The fact of the case in a nutshell is this:-
The petitioner was served with a charge sheet dated February 10, 2009 while he was working for gain in the post of Special Revenue Officer, Grade-II and was posted in Block Land and Land Reforms Officer, Keshiary, Purba Medinipur levelling the following charges against him:-
(i) The petitioner, while posted as Revenue Officer, at the Office of Block Land and Land Reforms Officer, Sabong, District- Paschim Medinipur on January 9, 2008, tampered with the informations loaded in the computer of a Lower Division Clerk taking advantage of his absence and deleted the name of one Shri Rajendra Nath Jana, son of Bhusan Jana of village Mohar, a recorded bargadar, L.R. Khatian No.1630 in respect of Plot nos.1481 & 1483, Mouza Mohar, J.L. No.397, Police Station-Sabong, with mala fide intention.
(ii) On 09.01.2008 while functioning as Revenue Officer at the Block Land & Land Reforms Officer, Sabong Shri Shankar Mukhopadhyaya, petitioner in W.P.S.T.-II, unauthorisedly entered into the office computer and generated a print-out of L.R. Khatian no.1630 of mouza Mohar, J.L. No.397, P.S. Sabong after deleting the name of a bargadar therefrom.
(iii) The petitioner disposed of a proceeding bearing no. O.B.C. Case No.23/2006 which had been initiated out of a claim raised by one Shri Rajendra Nath Jana, son of Bhusan Jana of village Mohar for recording his name as bargadar against Plot nos.1481 & 1483 comprised in L.R. Khatian No.1630, Mouza Mohar, J.L. No.397. Though the above proceeding was closed, the petitioner did not hand over the case records to the office to deprive the above bargadar of his rights by tampering with the computer data base and deleting the name of the above bargadar with mala fide intention.
The above act on the part of the petitioner was gross misconduct for ill motive, inconsistent of faithful discharge of his duty and adverse to the integrity in his performance.
The above conducts of the petitioner were unbecoming of a Government servant and were clear violation of provisions of Rule 3 (1), 3 (2) of the West Bengal Service (Duties, Rights and Obligations of the Government Employees) Rules, 1980.
An inquiry proceeding was initiated against him and the inquiry officer submitted his report dated October 29, 2010 to the Disciplinary Authority with the finding that the petitioner was guilty of commission of offence partially in respect of Charge no.I. The charge framed against the petitioner in Article of Charge no.II had not been established and he was found guilty of charges framed against him in Article of Charge no.III.
After considering the aforesaid materials including the reply of the petitioner to the above inquiry report the final order dated May 5, 2014 was passed by the Disciplinary Authority against the petitioner inflicting the penalty of "withhold of Three (3) increments with cumulative effect" in terms of Rule 8 (ii) of West Bengal Services (Classification, Control & Appeal) Rules, 1971.

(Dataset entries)
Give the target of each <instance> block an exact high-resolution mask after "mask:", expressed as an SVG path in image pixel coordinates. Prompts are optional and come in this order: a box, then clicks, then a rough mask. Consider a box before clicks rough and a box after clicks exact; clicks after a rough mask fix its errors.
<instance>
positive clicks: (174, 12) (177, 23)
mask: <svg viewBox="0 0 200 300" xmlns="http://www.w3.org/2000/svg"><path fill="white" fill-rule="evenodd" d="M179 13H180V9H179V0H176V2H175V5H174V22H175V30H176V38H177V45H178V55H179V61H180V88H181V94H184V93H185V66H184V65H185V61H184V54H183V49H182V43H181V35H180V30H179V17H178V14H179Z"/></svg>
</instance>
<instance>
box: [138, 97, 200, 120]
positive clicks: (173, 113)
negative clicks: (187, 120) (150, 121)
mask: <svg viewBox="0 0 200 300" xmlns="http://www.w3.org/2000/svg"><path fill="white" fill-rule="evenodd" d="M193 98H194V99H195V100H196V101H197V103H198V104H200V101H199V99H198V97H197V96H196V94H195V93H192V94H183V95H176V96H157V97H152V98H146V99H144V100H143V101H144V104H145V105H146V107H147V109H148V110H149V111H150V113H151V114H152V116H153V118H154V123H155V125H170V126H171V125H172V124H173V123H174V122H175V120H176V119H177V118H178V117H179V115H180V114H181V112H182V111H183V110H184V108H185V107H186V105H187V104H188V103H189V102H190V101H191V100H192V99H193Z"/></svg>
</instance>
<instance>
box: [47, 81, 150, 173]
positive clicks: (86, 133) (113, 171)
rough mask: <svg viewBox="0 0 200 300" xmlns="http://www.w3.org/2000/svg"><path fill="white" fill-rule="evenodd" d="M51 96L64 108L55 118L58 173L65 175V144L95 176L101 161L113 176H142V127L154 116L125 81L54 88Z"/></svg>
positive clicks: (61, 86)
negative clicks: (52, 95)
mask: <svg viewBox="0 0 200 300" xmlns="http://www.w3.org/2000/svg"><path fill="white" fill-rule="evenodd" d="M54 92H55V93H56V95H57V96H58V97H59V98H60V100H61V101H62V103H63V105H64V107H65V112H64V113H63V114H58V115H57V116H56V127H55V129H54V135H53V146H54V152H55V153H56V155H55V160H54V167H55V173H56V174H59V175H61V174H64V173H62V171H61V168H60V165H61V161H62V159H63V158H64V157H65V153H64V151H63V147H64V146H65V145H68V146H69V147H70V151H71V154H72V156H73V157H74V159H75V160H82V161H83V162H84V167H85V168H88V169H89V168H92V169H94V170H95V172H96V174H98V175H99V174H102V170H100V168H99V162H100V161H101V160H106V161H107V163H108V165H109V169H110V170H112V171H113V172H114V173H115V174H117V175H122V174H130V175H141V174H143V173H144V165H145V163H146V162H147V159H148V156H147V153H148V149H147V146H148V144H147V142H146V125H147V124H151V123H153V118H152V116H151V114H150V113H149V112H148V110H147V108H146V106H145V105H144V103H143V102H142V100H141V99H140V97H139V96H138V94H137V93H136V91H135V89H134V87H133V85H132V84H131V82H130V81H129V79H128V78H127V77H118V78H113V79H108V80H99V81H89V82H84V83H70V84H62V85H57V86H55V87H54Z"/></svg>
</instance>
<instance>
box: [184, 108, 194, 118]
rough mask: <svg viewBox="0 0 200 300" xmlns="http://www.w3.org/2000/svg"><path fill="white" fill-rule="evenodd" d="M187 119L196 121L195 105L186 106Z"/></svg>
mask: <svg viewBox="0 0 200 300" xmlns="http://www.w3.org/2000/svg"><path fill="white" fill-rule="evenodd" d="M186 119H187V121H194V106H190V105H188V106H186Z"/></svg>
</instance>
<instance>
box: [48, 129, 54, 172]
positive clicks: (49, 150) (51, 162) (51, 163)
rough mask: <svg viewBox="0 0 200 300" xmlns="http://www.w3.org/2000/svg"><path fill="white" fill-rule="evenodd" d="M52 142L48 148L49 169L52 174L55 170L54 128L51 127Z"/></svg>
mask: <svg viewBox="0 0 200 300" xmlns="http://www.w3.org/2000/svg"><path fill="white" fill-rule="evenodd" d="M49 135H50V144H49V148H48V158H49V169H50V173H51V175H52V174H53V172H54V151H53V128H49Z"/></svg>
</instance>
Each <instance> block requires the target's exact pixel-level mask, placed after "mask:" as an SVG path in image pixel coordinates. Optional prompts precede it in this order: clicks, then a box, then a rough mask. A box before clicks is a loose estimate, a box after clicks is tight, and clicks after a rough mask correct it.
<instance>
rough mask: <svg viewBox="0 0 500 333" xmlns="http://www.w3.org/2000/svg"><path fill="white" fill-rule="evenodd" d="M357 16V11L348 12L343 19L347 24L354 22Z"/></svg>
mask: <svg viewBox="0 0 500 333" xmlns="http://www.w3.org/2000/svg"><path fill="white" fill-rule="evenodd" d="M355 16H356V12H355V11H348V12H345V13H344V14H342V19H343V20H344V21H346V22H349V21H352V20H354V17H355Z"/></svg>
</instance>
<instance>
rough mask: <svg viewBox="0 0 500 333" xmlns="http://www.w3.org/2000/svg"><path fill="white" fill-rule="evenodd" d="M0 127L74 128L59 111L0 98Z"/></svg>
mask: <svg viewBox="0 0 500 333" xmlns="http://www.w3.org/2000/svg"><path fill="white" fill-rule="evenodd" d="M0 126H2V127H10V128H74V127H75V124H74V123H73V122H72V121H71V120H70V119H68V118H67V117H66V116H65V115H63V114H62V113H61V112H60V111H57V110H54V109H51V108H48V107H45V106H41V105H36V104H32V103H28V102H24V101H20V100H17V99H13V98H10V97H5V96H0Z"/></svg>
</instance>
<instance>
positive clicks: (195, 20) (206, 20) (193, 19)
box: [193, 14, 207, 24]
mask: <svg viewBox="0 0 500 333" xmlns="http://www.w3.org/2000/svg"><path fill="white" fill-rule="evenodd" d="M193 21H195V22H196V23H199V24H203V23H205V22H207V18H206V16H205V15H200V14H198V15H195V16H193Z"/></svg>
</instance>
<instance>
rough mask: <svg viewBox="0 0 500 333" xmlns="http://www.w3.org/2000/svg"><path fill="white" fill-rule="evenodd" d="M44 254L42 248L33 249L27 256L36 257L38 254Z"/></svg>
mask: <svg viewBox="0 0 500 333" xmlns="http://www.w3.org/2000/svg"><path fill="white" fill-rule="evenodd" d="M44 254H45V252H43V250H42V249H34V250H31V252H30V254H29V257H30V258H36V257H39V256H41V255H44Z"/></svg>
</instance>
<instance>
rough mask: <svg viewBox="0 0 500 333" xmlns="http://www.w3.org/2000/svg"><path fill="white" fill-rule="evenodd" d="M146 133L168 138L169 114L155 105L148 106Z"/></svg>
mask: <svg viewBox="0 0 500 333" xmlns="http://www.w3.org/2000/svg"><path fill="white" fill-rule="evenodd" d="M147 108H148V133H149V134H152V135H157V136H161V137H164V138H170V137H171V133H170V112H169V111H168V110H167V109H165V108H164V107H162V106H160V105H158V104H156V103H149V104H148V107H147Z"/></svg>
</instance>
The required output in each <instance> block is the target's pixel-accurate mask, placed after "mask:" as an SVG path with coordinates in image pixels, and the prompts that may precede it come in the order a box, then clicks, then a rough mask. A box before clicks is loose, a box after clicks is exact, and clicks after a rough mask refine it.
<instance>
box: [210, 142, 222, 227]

REQUIRED ACTIONS:
1. Which distinct dates does the disciplinary case text mention? Count a date written in two forms only once.
2. Carry on the disciplinary case text from its last sentence.

ANSWERS FOR THE TASKS:
1.
February 10, 2009
January 9, 2008
October 29, 2010
May 5, 2014

2.
It is submitted by Mr. Amitesh Banerjee, learned Senior Standing Counsel, West Bengal, appearing on behalf of the petitioners in the first W.P.S.T.-I that the Charge no.III was based on evidence as appeared from the report of the inquiry officer. According to him, adequacy of evidence or reliability of evidence cannot be permitted to be canvassed before the Court/Tribunal. When the authority accepted the evidence and the conclusion received support therefrom the Disciplinary Authority was entitled to hold that the delinquent officer was guilty of the above charge. The next limb of submission of Mr. Banerjee is that the learned Tribunal was wholly unjustified in interfering with the order of punishment passed by the Disciplinary Authority. According to him, the quantum of punishment is for the employer to decide and the Court ordinarily would not interfere with the order on the quantum of punishment once the Court/Tribunal comes to a conclusion that there has been no infirmity with the procedure.
Reliance is place by Mr. Banerjee on the decisions of B.C. Chaturvedi vs. Union of India & Ors., reported in (1995) 6 SCC 749, Union of India & Ors. vs. P. Chandra Mouli & Ors., reported in (2003) 10 SCC 196, State of Meghalaya vs. Meeken Singh N. Marak, reported in (2008) 7 SCC 580, Lucknow K. Gramin vs. Rajendra Singh, reported in (2013) 12 SCC 372 in support of his above submissions.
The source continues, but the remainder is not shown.